======== THE DATA
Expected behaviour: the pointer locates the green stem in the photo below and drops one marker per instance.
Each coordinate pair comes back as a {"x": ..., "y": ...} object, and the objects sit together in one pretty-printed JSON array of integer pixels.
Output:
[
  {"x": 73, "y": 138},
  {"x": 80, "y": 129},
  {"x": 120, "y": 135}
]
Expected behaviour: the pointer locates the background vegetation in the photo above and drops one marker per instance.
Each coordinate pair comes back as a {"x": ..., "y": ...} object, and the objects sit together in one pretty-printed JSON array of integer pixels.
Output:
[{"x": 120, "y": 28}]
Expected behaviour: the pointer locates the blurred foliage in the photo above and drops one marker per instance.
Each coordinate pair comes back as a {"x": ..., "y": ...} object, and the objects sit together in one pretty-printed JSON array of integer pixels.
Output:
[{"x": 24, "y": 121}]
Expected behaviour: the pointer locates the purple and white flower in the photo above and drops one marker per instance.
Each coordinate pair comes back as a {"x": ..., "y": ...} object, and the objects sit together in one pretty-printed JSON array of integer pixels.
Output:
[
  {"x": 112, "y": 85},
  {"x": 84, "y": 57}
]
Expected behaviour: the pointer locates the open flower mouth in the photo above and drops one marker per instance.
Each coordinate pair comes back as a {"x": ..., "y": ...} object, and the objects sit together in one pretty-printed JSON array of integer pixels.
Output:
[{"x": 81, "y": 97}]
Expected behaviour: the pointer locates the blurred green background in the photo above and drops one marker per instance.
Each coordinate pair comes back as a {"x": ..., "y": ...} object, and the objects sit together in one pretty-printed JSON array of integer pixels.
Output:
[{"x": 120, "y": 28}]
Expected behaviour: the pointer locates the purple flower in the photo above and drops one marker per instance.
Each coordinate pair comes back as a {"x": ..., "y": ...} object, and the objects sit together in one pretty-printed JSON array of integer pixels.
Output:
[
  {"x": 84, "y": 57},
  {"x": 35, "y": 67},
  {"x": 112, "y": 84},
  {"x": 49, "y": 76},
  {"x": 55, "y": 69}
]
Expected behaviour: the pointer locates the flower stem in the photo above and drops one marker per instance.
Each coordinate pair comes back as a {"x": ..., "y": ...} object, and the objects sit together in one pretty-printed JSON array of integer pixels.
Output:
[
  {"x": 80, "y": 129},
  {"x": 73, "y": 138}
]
================
**GIVEN TASK**
Repeat each entry word for word.

**PROBLEM SOLUTION**
Expected behaviour: the pointer locates the green stem in the photo below and drops one marker per instance.
Each coordinate pair comes back as a {"x": ..., "y": ...} object, and the objects sit together in one pretty-printed JSON array of integer pixels.
Output:
[
  {"x": 73, "y": 138},
  {"x": 80, "y": 129},
  {"x": 120, "y": 135}
]
Expected behaviour: the pointer locates the background vegetation in the photo above and drops one marker per instance.
Each coordinate pair comes back as a {"x": ..., "y": ...} object, and the objects sit together in one pretty-printed JSON array of integer pixels.
Output:
[{"x": 120, "y": 28}]
Expected behaviour: the pointer locates the blurred foliage in the photo above and drops one marker per instance.
Each coordinate pair comes back as a {"x": ..., "y": ...} object, and the objects sit together in one pretty-printed JSON array of integer pixels.
Output:
[{"x": 24, "y": 121}]
Expected behaviour: the pointer locates the purple and white flower in the photo above and drops one marker per instance.
Each coordinate pair comes back as a {"x": ..., "y": ...} object, and the objects sit together in one pretty-printed JSON array of integer pixels.
Output:
[
  {"x": 112, "y": 85},
  {"x": 84, "y": 57}
]
Expected behaviour: the pointer locates the open flower mouth in the photo above and drops one marker per instance.
Each coordinate pair comes back as a {"x": ..., "y": ...} object, and the objects sit together in one pretty-printed JSON array of integer pixels.
Output:
[{"x": 81, "y": 97}]
Expected behaviour: the pointer locates the blurred green background in the photo above and drops one marker per instance.
Each coordinate pair comes back as a {"x": ..., "y": ...} object, and the objects sit together in one pretty-printed JSON array of integer pixels.
Output:
[{"x": 120, "y": 28}]
Expected behaviour: the pointer locates the purple flower in the photo above and drops one marker per instance.
Each coordinate pair comes back as a {"x": ..., "y": ...} object, and the objects sit together in one pretty-printed JSON array of integer pixels.
Output:
[
  {"x": 84, "y": 57},
  {"x": 35, "y": 67},
  {"x": 112, "y": 84},
  {"x": 49, "y": 76},
  {"x": 55, "y": 69}
]
Expected behaviour: the pointer locates the flower stem in the photo above and drops one marker per instance.
Each coordinate pair comes back as a {"x": ..., "y": ...} object, and the objects sit together in one pretty-printed JSON array of integer pixels.
Output:
[
  {"x": 80, "y": 129},
  {"x": 73, "y": 138}
]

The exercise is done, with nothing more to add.